• _Given instruction_: Rename every occurrence of "every instance" to "each occurrence" throughout the lines below, and leave everything else unchanged.

• _Material supplied_:
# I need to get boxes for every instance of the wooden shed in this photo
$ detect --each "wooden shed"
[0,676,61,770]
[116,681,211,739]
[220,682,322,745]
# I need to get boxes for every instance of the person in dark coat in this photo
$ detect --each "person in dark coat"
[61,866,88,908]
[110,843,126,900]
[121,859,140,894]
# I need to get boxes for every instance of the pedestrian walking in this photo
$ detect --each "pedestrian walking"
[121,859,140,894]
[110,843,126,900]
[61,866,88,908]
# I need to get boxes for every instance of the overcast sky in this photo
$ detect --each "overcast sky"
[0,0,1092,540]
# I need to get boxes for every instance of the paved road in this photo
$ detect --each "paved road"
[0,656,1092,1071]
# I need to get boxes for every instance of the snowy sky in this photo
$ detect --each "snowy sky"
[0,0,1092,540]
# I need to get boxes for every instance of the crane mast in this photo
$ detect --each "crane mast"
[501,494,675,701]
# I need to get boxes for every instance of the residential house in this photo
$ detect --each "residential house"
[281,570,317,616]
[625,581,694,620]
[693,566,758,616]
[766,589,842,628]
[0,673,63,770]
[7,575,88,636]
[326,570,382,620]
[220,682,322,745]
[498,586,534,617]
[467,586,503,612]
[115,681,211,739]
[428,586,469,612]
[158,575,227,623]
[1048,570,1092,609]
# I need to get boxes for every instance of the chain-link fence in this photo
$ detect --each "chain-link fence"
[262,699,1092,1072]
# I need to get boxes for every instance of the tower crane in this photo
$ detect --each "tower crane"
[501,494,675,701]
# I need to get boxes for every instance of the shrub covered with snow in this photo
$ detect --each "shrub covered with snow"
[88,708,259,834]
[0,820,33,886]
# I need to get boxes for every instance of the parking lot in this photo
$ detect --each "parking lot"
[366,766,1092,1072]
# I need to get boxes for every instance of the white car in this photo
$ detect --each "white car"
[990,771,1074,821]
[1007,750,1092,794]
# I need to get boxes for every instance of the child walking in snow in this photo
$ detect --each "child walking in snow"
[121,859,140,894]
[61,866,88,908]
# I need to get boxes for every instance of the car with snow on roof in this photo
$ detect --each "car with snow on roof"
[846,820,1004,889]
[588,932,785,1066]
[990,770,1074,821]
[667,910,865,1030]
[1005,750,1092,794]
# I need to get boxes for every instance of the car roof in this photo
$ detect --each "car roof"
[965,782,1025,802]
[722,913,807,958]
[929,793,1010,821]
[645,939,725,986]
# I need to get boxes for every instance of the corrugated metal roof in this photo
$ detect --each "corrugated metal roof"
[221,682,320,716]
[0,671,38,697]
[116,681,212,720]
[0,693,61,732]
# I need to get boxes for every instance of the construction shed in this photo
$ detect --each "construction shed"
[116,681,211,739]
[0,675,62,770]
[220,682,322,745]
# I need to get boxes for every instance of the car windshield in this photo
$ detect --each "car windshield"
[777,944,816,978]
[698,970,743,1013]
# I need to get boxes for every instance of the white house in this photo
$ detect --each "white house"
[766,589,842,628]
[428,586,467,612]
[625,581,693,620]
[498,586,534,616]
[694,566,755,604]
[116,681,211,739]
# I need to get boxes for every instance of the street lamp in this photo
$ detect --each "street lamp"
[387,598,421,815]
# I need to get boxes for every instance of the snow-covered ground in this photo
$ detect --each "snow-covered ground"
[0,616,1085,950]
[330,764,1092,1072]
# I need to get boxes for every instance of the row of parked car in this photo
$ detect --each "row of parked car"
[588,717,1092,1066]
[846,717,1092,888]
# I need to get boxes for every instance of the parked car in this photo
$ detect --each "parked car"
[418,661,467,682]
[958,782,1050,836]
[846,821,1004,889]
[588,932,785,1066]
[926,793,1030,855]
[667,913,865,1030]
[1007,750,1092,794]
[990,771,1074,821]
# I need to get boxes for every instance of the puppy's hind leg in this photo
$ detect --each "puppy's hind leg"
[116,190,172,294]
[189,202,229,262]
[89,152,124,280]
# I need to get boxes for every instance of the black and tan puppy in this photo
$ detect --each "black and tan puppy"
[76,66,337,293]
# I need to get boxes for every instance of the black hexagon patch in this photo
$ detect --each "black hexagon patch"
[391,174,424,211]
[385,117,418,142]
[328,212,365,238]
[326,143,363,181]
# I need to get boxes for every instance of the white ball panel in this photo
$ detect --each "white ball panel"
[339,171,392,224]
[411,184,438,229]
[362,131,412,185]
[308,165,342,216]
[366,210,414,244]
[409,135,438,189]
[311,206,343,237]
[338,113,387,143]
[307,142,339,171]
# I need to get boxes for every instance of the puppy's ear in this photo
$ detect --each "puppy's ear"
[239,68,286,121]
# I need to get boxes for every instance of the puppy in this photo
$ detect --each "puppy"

• _Solution below_:
# I need to get boxes for each occurrence of the wooden shed in this photo
$ detect --each "wooden shed"
[0,676,61,770]
[116,681,211,739]
[220,682,322,745]
# I need to get boxes for each occurrence of the person in dark coat in this photo
$ detect --each "person in dark coat"
[61,866,88,908]
[110,843,126,900]
[121,859,140,894]
# I need to get boxes for each occurrence of the pedestrian walking in this photo
$ detect --each "pedestrian walking"
[121,859,140,894]
[110,843,126,900]
[61,866,88,908]
# I need to get boxes for each occurrence of the overcast sky in this photo
$ detect --each "overcast sky"
[0,0,1092,540]
# I need to get boxes for each occurrence of the paved road in this photo
$ detect --each "paved road"
[0,656,1092,1071]
# I need to get boxes for each occurrence of the snowy sky in this photo
$ detect --each "snowy sky"
[0,0,1092,540]
# I need to get boxes for each occurrence of the crane mast in this photo
$ detect --each "crane mast"
[501,494,675,701]
# I need to get boxes for each occurrence of the residential house in this photo
$ detect --each "residential house"
[281,570,317,616]
[625,581,694,620]
[693,566,758,616]
[766,589,842,628]
[0,673,63,770]
[7,575,88,636]
[326,570,382,620]
[220,682,322,745]
[498,586,534,617]
[467,586,503,612]
[115,681,211,739]
[428,586,469,612]
[158,575,227,623]
[1048,570,1092,609]
# I need to get boxes for each occurrence of the chain-link fence in this photo
$ detect --each "chain-link fence"
[262,699,1092,1072]
# I need to get boxes for each occurrence of the tower crane in this photo
$ detect --each "tower crane"
[501,494,675,701]
# I need to get boxes for each occurrence of the shrub covered with snow in this photo
$ detect --each "shrub covered with snow"
[88,708,259,834]
[0,820,33,886]
# I need to get boxes for each occurrence of the parking lot in this photo
$ detect --each "parking lot"
[366,766,1092,1072]
# I need to get boxes for each occurrence of the white car in this photo
$ detect --each "white car"
[990,771,1074,821]
[1007,750,1092,794]
# I need to get boxes for each occurrence of the child walking in snow in this photo
$ detect --each "child walking in snow"
[121,859,140,894]
[61,866,88,908]
# I need to get boxes for each occurrence of the car with snow on roof in this photo
$ detect --each "car with snow on roof"
[846,820,1004,889]
[588,932,785,1066]
[990,770,1074,821]
[667,910,865,1030]
[1005,750,1092,794]
# I need to get boxes for each occurrence of the car roof in this photo
$ detect --each "car roof"
[965,782,1025,802]
[722,913,807,958]
[929,793,1010,821]
[645,939,725,986]
# I need to get boxes for each occurrence of the corrugated metal roof in this photo
$ detect --each "corrugated metal roof"
[221,682,320,716]
[0,671,38,697]
[116,681,212,720]
[0,693,61,732]
# I need to get boxes for each occurrence of the construction shed in this photo
$ detect --each "construction shed"
[116,681,211,739]
[0,675,62,770]
[220,682,322,745]
# I need to get boxes for each occurrence of the car windshield in this photo
$ detect --each "car windshield"
[777,944,816,978]
[698,970,743,1013]
# I need to get boxes for each occurrence of the white house in this photo
$ detect --each "white house"
[766,589,842,628]
[428,586,467,612]
[625,581,693,620]
[498,586,534,616]
[694,566,755,604]
[116,681,211,739]
# I need to get boxes for each occurrence of the street lamp in this photo
$ detect --each "street lamp"
[387,598,421,815]
# I need to get boxes for each occurrence of the snow-covered ground in this photo
$ detect --each "snow-covered ground"
[0,616,1085,950]
[330,764,1092,1072]
# I need to get boxes for each occurrence of the row of parked car in this photo
$ detect --each "row of parked car"
[588,717,1092,1066]
[846,717,1092,888]
# I need to get boxes for each occurrence of the parked car in this photo
$ detect --each "parked car"
[418,661,467,682]
[958,782,1050,836]
[846,821,1004,889]
[588,932,785,1066]
[926,793,1030,855]
[667,913,865,1030]
[1007,750,1092,794]
[990,771,1074,821]
# I need to get boxes for each occurrence of the puppy's hind leg in this photo
$ detect --each "puppy's hind leg"
[116,190,172,294]
[189,202,229,262]
[89,152,124,280]
# I need to get boxes for each occurrence of the black and tan puppy in this photo
$ detect --each "black and tan puppy"
[76,66,337,293]
# I need to get boxes for each occurrence of the black hexagon patch in this photo
$ detect --each "black hexagon patch"
[391,174,424,211]
[385,117,418,142]
[328,212,365,238]
[326,143,363,181]
# I need to get boxes for each occurrence of the white ball panel in this photo
$ detect --each "white ball panel"
[339,171,392,224]
[411,184,438,229]
[362,131,412,185]
[308,165,342,216]
[366,210,414,244]
[409,135,438,189]
[311,206,343,237]
[338,113,387,143]
[307,142,339,171]
# I need to get boxes for each occurrence of the puppy's ear in this photo
$ detect --each "puppy's ear"
[239,68,286,121]
# I need to get boxes for each occurrence of the puppy in this photo
$ detect --each "puppy"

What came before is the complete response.